El martes pasado se celebró por fin el juicio contra su exmarido, que fue condenado a un año y seis meses. No entrará en la cárcel, algo que en parte le causa alegría por su hijo, que no quería verlo entre rejas. Pero por otra parte le fastidia porque tendrá que aprender a vivir con el servicio Atenpro. Cuando dentro de un año caduque la orden de alejamiento, entonces sí podrá cambiarse hasta de nombre si lo desea, pero vivirá con la mosca detrás de la oreja.

“¿Por qué no lo vigilan a él?”
Susana, víctima de violencia de género

La angustia de Soledad

La espera que más angustia, de todas formas, es la que le toca vivir ahora a Soledad. Debido a la pandemia, su procedimiento judicial —y la gran mayoría de ellos— se ha retrasado en varias ocasiones. Unas veces tenía covid el juez; otras, un abogado; luego algún otro letrado. Y, mientras tanto, su exnovio se saltaba la orden una y otra vez para acosarla o insultarla.

“Me parece asombroso que este hombre no esté ya en prisión. Una persona que está quebrantando constantemente una orden y luego cada orden de protección la lleva un juzgado diferente... Yo creo que debería haber una mayor coordinación”, lamenta la propia directora de la red de Oficinas de Asistencia a las Víctimas.

::::

Tareas >>
**a)** Copia el texto sobre violencia de género desde "Susana, víctima de" hasta "a las Víctimas.", ambos incluidos, y sustituye "exnovio" por "expareja".
**b)** Enumera a las personas que, según el texto sobre violencia de género, tenían covid cuando se retrasó el procedimiento judicial de Soledad.
**c)** Prosigue el texto sobre las víctimas de violencia de género a partir de su última oración.
El listado no tiene ningún papel en este trabajo.

Datos proporcionados >>
::::

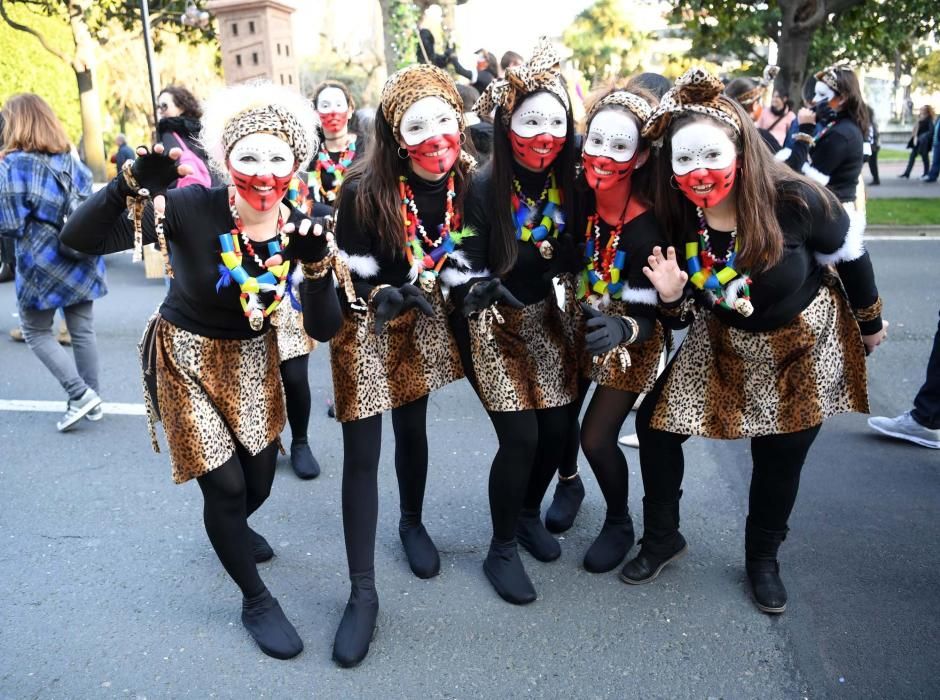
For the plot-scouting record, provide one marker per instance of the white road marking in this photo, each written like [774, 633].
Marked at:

::::

Respuestas por tarea >>
**a)**
Susana, víctima de violencia de género

La angustia de Soledad

La espera que más angustia, de todas formas, es la que le toca vivir ahora a Soledad. Debido a la pandemia, su procedimiento judicial —y la gran mayoría de ellos— se ha retrasado en varias ocasiones. Unas veces tenía covid el juez; otras, un abogado; luego algún otro letrado. Y, mientras tanto, su expareja se saltaba la orden una y otra vez para acosarla o insultarla.

“Me parece asombroso que este hombre no esté ya en prisión. Una persona que está quebrantando constantemente una orden y luego cada orden de protección la lleva un juzgado diferente... Yo creo que debería haber una mayor coordinación”, lamenta la propia directora de la red de Oficinas de Asistencia a las Víctimas.

**b)** El juez, un abogado y algún otro letrado.

**c)**
Soledad conoció el infierno hace justo dos años. Trabajaba de interna cuidando a una persona mayor. No salía, no se relacionaba, no tenía casi amigos. Hasta que una compañera de trabajo decidió presentarle a su primo para que se conocieran. “Te va a gustar”, la animó. Y ella se dejó animar. Se escribieron por wasap, tontearon y se vieron. Al poco, salían juntos. Y a los días, saltó la primera alarma. “Me fui un día a casa de mis tías y no me fijé en el teléfono. Cuando salí, tenía muchísimas llamadas perdidas suyas y cuando lo cogí me gritó: ‘¿Por qué no me contestas?, ¿o es que eres puta?”.

Los celos fueron en aumento. Vigilaba su móvil, copió su agenda, controló cada mensaje y la obligó a mantener relaciones sexuales. Los golpes no tardaron en llegar. Y las disculpas, detrás. Un día se lo encontró borracho en el portal de su trabajo. Ella se lo recriminó, él echó las manos a su cuello y apretó, apretó y apretó.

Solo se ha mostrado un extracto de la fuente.